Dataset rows
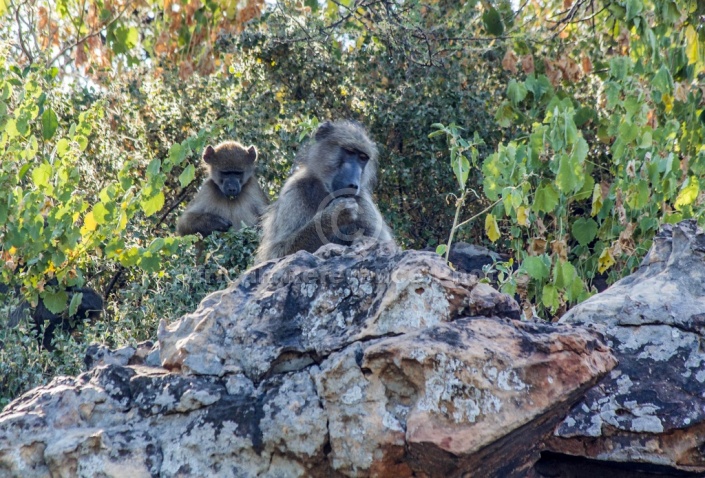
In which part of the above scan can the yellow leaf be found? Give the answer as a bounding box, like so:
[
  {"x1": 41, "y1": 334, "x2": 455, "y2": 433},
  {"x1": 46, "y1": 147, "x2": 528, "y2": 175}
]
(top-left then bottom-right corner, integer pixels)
[
  {"x1": 485, "y1": 214, "x2": 501, "y2": 242},
  {"x1": 597, "y1": 248, "x2": 616, "y2": 274},
  {"x1": 81, "y1": 211, "x2": 98, "y2": 236},
  {"x1": 688, "y1": 25, "x2": 699, "y2": 65},
  {"x1": 675, "y1": 176, "x2": 700, "y2": 210}
]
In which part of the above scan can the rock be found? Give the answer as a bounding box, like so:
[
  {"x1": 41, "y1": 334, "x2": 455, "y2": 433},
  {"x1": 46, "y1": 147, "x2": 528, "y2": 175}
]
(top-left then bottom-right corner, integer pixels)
[
  {"x1": 83, "y1": 340, "x2": 161, "y2": 369},
  {"x1": 549, "y1": 221, "x2": 705, "y2": 476},
  {"x1": 158, "y1": 242, "x2": 519, "y2": 380},
  {"x1": 0, "y1": 243, "x2": 616, "y2": 478}
]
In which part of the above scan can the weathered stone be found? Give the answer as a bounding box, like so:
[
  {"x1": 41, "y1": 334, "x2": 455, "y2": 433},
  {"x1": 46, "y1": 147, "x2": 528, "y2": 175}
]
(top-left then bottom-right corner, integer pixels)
[
  {"x1": 0, "y1": 243, "x2": 615, "y2": 478},
  {"x1": 317, "y1": 318, "x2": 615, "y2": 476},
  {"x1": 158, "y1": 242, "x2": 519, "y2": 380},
  {"x1": 551, "y1": 221, "x2": 705, "y2": 472}
]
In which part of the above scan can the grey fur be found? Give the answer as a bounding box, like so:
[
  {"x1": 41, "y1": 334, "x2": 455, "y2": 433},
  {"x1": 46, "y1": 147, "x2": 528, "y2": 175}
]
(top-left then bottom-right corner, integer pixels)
[
  {"x1": 176, "y1": 141, "x2": 268, "y2": 236},
  {"x1": 256, "y1": 121, "x2": 393, "y2": 262}
]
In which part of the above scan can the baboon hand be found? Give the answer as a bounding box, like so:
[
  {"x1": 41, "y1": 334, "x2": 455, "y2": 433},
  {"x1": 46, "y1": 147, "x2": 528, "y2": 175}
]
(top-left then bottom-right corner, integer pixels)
[
  {"x1": 212, "y1": 216, "x2": 233, "y2": 232},
  {"x1": 326, "y1": 197, "x2": 360, "y2": 226}
]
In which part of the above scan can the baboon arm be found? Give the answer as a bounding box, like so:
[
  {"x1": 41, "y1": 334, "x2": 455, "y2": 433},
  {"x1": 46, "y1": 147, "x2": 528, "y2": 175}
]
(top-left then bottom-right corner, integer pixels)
[{"x1": 287, "y1": 214, "x2": 331, "y2": 254}]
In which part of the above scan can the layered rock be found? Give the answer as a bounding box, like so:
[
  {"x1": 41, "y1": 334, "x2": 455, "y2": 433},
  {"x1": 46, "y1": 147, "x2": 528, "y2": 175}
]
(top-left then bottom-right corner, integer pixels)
[
  {"x1": 0, "y1": 243, "x2": 616, "y2": 477},
  {"x1": 550, "y1": 221, "x2": 705, "y2": 476}
]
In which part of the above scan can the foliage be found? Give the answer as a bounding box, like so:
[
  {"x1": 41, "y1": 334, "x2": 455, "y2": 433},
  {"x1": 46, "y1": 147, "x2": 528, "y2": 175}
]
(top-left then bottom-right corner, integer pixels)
[{"x1": 482, "y1": 0, "x2": 705, "y2": 315}]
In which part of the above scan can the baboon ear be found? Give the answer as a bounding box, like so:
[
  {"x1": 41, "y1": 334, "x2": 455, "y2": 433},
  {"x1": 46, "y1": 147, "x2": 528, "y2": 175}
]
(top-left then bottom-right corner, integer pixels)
[
  {"x1": 315, "y1": 121, "x2": 333, "y2": 141},
  {"x1": 247, "y1": 144, "x2": 257, "y2": 163},
  {"x1": 203, "y1": 145, "x2": 215, "y2": 164}
]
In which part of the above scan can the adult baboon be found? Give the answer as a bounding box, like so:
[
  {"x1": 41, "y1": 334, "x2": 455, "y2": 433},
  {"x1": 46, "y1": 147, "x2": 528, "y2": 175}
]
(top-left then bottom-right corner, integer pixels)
[
  {"x1": 176, "y1": 141, "x2": 267, "y2": 236},
  {"x1": 257, "y1": 121, "x2": 392, "y2": 262}
]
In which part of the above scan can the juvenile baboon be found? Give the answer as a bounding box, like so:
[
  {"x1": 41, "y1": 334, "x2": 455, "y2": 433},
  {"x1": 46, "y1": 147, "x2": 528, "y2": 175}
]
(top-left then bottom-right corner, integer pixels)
[
  {"x1": 176, "y1": 141, "x2": 267, "y2": 236},
  {"x1": 257, "y1": 121, "x2": 392, "y2": 262}
]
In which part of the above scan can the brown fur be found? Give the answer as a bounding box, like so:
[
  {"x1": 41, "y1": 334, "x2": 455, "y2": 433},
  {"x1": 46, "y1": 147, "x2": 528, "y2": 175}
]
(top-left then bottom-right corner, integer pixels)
[
  {"x1": 176, "y1": 141, "x2": 268, "y2": 236},
  {"x1": 257, "y1": 121, "x2": 392, "y2": 262}
]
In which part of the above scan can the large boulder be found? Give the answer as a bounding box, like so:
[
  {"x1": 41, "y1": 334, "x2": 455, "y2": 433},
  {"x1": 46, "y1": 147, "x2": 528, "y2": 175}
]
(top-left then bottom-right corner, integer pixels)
[
  {"x1": 0, "y1": 243, "x2": 616, "y2": 477},
  {"x1": 550, "y1": 221, "x2": 705, "y2": 476}
]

_Aim:_
Lay out every line of the records above as a Markdown table with the columns Row and Line, numbering the rows and skipping blank lines. Leave the pictures out.

_Solution for this problem:_
| Row | Line |
|---|---|
| 1 | In which part of the above scan can the yellow leaf be found? Give the answer as a bounding box, like so: |
| 2 | [ |
| 3 |   {"x1": 41, "y1": 334, "x2": 455, "y2": 433}, |
| 4 |   {"x1": 46, "y1": 147, "x2": 528, "y2": 175} |
| 5 | ] |
| 6 | (top-left then bottom-right corner, integer pixels) |
| 7 | [ |
| 8 |   {"x1": 485, "y1": 214, "x2": 501, "y2": 242}, |
| 9 |   {"x1": 597, "y1": 248, "x2": 616, "y2": 274}, |
| 10 |   {"x1": 81, "y1": 211, "x2": 98, "y2": 236}, |
| 11 |   {"x1": 688, "y1": 25, "x2": 699, "y2": 65}, |
| 12 |   {"x1": 675, "y1": 176, "x2": 700, "y2": 210} |
| 13 | ] |
| 14 | In which part of the above scan can the rock be found? Give the answer as a bounding box, like so: |
| 15 | [ |
| 16 |   {"x1": 41, "y1": 334, "x2": 455, "y2": 433}, |
| 17 |   {"x1": 46, "y1": 147, "x2": 528, "y2": 175} |
| 18 | ] |
| 19 | (top-left then bottom-right corner, integer pixels) |
| 20 | [ |
| 21 |   {"x1": 83, "y1": 340, "x2": 161, "y2": 369}, |
| 22 |   {"x1": 549, "y1": 221, "x2": 705, "y2": 476}, |
| 23 |   {"x1": 158, "y1": 242, "x2": 519, "y2": 380}, |
| 24 |   {"x1": 0, "y1": 243, "x2": 616, "y2": 478} |
| 25 | ] |
| 26 | In which part of the above scan can the weathered stone be found? Give the answer as a bounding box, like so: |
| 27 | [ |
| 28 |   {"x1": 41, "y1": 334, "x2": 455, "y2": 433}, |
| 29 |   {"x1": 46, "y1": 147, "x2": 528, "y2": 175} |
| 30 | ] |
| 31 | (top-left then bottom-right corner, integer pixels) |
| 32 | [ |
| 33 |   {"x1": 0, "y1": 243, "x2": 615, "y2": 478}, |
| 34 |   {"x1": 317, "y1": 318, "x2": 615, "y2": 476}, |
| 35 |   {"x1": 158, "y1": 242, "x2": 519, "y2": 380}, |
| 36 |   {"x1": 551, "y1": 221, "x2": 705, "y2": 472} |
| 37 | ] |
| 38 | In which part of the above scan can the grey fur be found? Give the answer as a bounding box, like so: |
| 39 | [ |
| 40 |   {"x1": 41, "y1": 334, "x2": 455, "y2": 433}, |
| 41 |   {"x1": 46, "y1": 147, "x2": 528, "y2": 175} |
| 42 | ] |
| 43 | (top-left then bottom-right corner, integer pixels) |
| 44 | [ |
| 45 |   {"x1": 176, "y1": 141, "x2": 268, "y2": 236}, |
| 46 |   {"x1": 256, "y1": 121, "x2": 393, "y2": 262} |
| 47 | ] |
| 48 | In which part of the above scan can the baboon hand be found? Give the answer as a bounding box, like so: |
| 49 | [ |
| 50 |   {"x1": 41, "y1": 334, "x2": 455, "y2": 433}, |
| 51 |   {"x1": 46, "y1": 147, "x2": 528, "y2": 175} |
| 52 | ] |
| 53 | (top-left then bottom-right corner, integer pixels) |
| 54 | [ |
| 55 |   {"x1": 212, "y1": 216, "x2": 233, "y2": 232}, |
| 56 |   {"x1": 326, "y1": 197, "x2": 360, "y2": 226} |
| 57 | ] |
| 58 | In which part of the above scan can the baboon arm be found? Give the answer as a bounding box, like so: |
| 59 | [ |
| 60 |   {"x1": 41, "y1": 334, "x2": 455, "y2": 433}, |
| 61 |   {"x1": 46, "y1": 147, "x2": 528, "y2": 175} |
| 62 | ] |
| 63 | (top-left then bottom-right corner, integer pixels) |
| 64 | [{"x1": 287, "y1": 214, "x2": 331, "y2": 254}] |
| 65 | In which part of the above scan can the layered rock be found? Give the answer as a bounding box, like so: |
| 66 | [ |
| 67 |   {"x1": 41, "y1": 334, "x2": 455, "y2": 433}, |
| 68 |   {"x1": 46, "y1": 147, "x2": 528, "y2": 175} |
| 69 | ] |
| 70 | (top-left then bottom-right corner, integer pixels) |
| 71 | [ |
| 72 |   {"x1": 0, "y1": 243, "x2": 616, "y2": 477}, |
| 73 |   {"x1": 550, "y1": 221, "x2": 705, "y2": 476} |
| 74 | ] |
| 75 | In which part of the above scan can the foliage be found? Give the answer as a bounding box, like so: |
| 76 | [ |
| 77 |   {"x1": 41, "y1": 334, "x2": 455, "y2": 433}, |
| 78 |   {"x1": 46, "y1": 147, "x2": 528, "y2": 175} |
| 79 | ] |
| 80 | (top-left then bottom-right corner, integer pixels) |
| 81 | [{"x1": 482, "y1": 0, "x2": 705, "y2": 315}] |
| 82 | In which part of the above scan can the baboon ear be found? Give the answer as a bounding box, like so: |
| 83 | [ |
| 84 |   {"x1": 41, "y1": 334, "x2": 455, "y2": 433}, |
| 85 |   {"x1": 46, "y1": 147, "x2": 528, "y2": 175} |
| 86 | ] |
| 87 | (top-left then bottom-right corner, integer pixels) |
| 88 | [ |
| 89 |   {"x1": 315, "y1": 121, "x2": 333, "y2": 141}, |
| 90 |   {"x1": 247, "y1": 144, "x2": 257, "y2": 163}, |
| 91 |   {"x1": 203, "y1": 145, "x2": 215, "y2": 164} |
| 92 | ] |
| 93 | In which part of the above scan can the adult baboon be found? Give the answer as a bounding box, like so: |
| 94 | [ |
| 95 |   {"x1": 41, "y1": 334, "x2": 455, "y2": 433}, |
| 96 |   {"x1": 46, "y1": 147, "x2": 528, "y2": 175} |
| 97 | ] |
| 98 | (top-left then bottom-right corner, integer pixels) |
| 99 | [ |
| 100 |   {"x1": 176, "y1": 141, "x2": 267, "y2": 236}, |
| 101 |   {"x1": 257, "y1": 121, "x2": 392, "y2": 262} |
| 102 | ] |
| 103 | In which part of the above scan can the juvenile baboon be found? Give the answer as a bounding box, like so: |
| 104 | [ |
| 105 |   {"x1": 41, "y1": 334, "x2": 455, "y2": 433}, |
| 106 |   {"x1": 46, "y1": 147, "x2": 528, "y2": 175} |
| 107 | ] |
| 108 | (top-left then bottom-right corner, integer pixels) |
| 109 | [ |
| 110 |   {"x1": 176, "y1": 141, "x2": 267, "y2": 236}, |
| 111 |   {"x1": 257, "y1": 121, "x2": 392, "y2": 262} |
| 112 | ] |
| 113 | In which part of the above scan can the brown fur be found? Give the answer as a bounding box, like so: |
| 114 | [ |
| 115 |   {"x1": 41, "y1": 334, "x2": 455, "y2": 433}, |
| 116 |   {"x1": 46, "y1": 147, "x2": 528, "y2": 175} |
| 117 | ] |
| 118 | (top-left then bottom-right corner, integer pixels) |
| 119 | [ |
| 120 |   {"x1": 176, "y1": 141, "x2": 268, "y2": 236}, |
| 121 |   {"x1": 257, "y1": 121, "x2": 392, "y2": 262} |
| 122 | ] |
| 123 | In which part of the above scan can the large boulder be found? Give the answer as a bounding box, like so: |
| 124 | [ |
| 125 |   {"x1": 41, "y1": 334, "x2": 455, "y2": 433}, |
| 126 |   {"x1": 46, "y1": 147, "x2": 528, "y2": 175} |
| 127 | ] |
| 128 | (top-left then bottom-right corner, integer pixels) |
| 129 | [ |
| 130 |   {"x1": 0, "y1": 243, "x2": 616, "y2": 477}, |
| 131 |   {"x1": 550, "y1": 221, "x2": 705, "y2": 476} |
| 132 | ] |